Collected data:
^^^^^^^^^^^^^^^^

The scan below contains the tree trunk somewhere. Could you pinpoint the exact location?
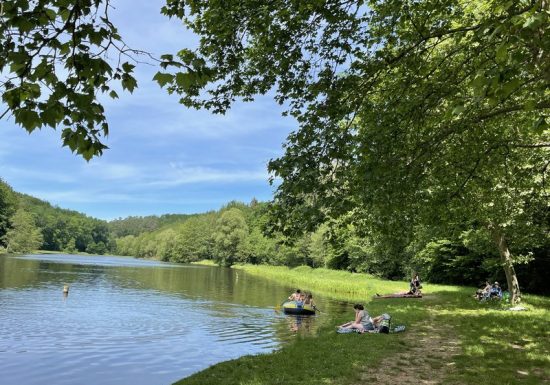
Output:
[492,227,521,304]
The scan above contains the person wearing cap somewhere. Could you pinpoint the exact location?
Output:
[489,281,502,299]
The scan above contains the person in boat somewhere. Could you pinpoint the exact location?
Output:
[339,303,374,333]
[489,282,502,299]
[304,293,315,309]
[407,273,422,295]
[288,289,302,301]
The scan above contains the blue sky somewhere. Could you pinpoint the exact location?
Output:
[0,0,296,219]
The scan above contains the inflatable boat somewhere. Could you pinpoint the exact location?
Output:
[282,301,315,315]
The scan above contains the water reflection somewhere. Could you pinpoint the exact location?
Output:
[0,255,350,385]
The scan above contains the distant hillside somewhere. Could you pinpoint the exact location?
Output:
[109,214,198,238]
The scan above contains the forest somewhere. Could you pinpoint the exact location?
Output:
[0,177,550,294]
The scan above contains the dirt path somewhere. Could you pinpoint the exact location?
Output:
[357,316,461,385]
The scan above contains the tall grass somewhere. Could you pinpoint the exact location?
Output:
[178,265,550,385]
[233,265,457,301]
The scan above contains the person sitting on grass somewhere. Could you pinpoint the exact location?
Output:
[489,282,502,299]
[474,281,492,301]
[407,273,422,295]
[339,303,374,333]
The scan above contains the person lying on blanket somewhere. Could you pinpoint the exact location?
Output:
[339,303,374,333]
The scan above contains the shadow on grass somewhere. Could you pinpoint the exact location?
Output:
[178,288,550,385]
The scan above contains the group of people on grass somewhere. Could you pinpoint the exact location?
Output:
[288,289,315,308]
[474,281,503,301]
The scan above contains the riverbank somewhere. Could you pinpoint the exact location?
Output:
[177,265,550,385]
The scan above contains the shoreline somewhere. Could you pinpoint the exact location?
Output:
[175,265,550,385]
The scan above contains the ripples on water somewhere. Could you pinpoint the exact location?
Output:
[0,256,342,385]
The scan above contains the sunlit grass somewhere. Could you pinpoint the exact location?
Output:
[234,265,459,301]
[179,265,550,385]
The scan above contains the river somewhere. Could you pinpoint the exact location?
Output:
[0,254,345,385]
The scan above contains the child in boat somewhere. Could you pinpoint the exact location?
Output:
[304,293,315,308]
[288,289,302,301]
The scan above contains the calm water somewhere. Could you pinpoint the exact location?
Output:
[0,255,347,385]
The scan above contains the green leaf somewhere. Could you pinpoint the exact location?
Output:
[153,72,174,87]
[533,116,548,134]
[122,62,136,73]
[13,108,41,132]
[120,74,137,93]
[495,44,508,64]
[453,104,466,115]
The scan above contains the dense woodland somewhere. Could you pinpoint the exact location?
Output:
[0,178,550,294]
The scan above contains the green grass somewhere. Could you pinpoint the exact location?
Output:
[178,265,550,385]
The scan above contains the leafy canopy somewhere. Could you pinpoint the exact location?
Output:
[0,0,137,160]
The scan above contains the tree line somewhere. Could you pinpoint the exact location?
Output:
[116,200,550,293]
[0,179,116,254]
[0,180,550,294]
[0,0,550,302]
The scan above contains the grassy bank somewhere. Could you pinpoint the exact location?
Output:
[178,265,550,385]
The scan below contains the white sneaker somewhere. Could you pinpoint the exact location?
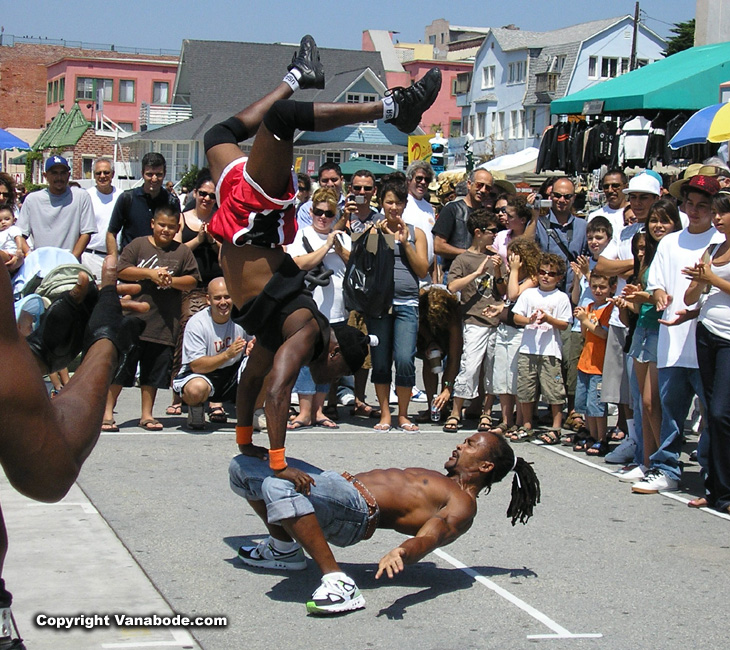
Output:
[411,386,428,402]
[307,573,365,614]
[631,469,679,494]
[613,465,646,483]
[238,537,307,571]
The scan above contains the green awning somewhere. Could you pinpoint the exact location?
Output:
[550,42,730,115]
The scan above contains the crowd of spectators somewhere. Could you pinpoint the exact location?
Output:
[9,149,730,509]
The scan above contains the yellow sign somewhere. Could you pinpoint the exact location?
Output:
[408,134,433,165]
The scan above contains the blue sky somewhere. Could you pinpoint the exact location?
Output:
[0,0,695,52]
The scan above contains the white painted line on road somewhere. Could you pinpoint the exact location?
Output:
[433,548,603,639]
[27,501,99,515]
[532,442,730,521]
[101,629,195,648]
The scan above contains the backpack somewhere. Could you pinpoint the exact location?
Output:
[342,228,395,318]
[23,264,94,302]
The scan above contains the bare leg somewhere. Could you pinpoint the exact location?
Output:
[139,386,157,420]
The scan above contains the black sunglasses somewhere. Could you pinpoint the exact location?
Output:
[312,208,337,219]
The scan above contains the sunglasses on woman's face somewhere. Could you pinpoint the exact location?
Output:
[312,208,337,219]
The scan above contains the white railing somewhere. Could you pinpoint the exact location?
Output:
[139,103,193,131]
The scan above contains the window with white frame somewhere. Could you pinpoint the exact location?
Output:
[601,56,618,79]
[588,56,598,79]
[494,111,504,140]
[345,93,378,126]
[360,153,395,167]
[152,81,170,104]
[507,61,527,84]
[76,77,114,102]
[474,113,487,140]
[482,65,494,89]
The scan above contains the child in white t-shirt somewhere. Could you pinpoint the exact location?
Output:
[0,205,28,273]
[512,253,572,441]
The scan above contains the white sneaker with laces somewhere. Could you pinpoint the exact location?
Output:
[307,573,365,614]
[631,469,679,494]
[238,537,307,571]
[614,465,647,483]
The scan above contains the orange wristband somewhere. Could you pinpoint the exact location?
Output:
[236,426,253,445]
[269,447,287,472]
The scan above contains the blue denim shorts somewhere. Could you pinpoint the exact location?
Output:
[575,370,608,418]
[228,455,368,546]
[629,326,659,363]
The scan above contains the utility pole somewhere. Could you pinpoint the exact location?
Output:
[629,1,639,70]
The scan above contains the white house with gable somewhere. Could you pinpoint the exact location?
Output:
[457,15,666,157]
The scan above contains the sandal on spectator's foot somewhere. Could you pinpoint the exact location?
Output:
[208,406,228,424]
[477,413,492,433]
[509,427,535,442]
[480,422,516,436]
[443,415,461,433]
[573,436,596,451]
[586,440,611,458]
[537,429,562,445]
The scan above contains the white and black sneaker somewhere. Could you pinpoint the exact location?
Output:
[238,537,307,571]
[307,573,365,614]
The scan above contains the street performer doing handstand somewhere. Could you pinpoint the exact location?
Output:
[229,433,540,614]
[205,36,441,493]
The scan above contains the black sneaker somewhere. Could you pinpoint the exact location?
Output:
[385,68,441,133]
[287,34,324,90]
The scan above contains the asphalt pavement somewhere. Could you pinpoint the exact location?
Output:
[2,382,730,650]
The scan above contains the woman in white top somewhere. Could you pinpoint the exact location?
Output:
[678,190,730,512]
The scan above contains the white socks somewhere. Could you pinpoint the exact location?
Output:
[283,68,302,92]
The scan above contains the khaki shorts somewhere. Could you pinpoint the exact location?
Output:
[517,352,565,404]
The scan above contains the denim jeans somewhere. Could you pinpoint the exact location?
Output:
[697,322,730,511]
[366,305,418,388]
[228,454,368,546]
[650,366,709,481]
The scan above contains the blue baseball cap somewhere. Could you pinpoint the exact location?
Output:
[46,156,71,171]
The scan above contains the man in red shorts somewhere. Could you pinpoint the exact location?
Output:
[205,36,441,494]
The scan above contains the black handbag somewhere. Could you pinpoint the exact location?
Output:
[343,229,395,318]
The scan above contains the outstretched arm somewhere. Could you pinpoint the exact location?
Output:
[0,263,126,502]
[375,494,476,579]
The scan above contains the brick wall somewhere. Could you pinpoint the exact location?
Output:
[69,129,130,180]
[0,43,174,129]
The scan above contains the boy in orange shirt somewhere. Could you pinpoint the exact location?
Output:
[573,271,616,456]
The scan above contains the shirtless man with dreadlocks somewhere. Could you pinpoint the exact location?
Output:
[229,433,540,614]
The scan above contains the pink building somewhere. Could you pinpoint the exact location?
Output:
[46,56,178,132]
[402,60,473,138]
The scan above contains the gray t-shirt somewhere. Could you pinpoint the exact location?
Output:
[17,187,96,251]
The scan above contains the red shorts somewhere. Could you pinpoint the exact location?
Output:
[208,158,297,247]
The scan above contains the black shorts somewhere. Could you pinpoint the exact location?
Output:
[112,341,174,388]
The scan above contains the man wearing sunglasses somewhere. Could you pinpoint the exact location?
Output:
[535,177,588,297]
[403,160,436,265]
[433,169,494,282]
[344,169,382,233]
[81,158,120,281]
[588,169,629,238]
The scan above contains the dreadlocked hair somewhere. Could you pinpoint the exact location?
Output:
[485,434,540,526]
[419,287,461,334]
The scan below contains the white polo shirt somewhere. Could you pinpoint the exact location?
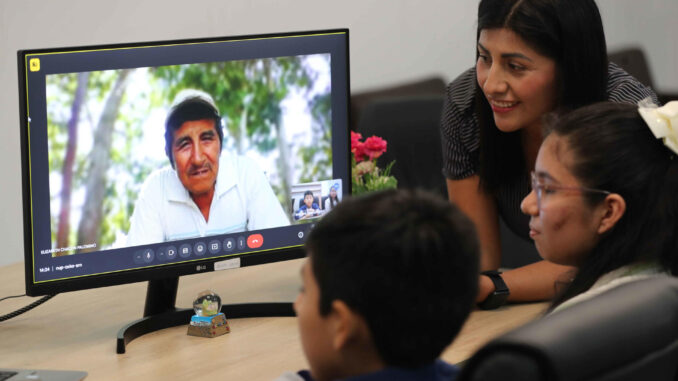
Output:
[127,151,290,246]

^^^^^^^^^^^^^^^^

WRITTEN EXERCISE: Find every line in the records above that contains the word "sunglasses", and copy each of those lines.

OUTPUT FOR THIS EXERCISE:
The scan above contains the black sunglasses somewhere. Could you pinpoint the exact location?
The scan above contains the sunglasses on woman's face somewhere. Could you pinpoint the exact location?
The scan above contains the man wearing sunglasses somewhere. Could you pinpoint the exact location?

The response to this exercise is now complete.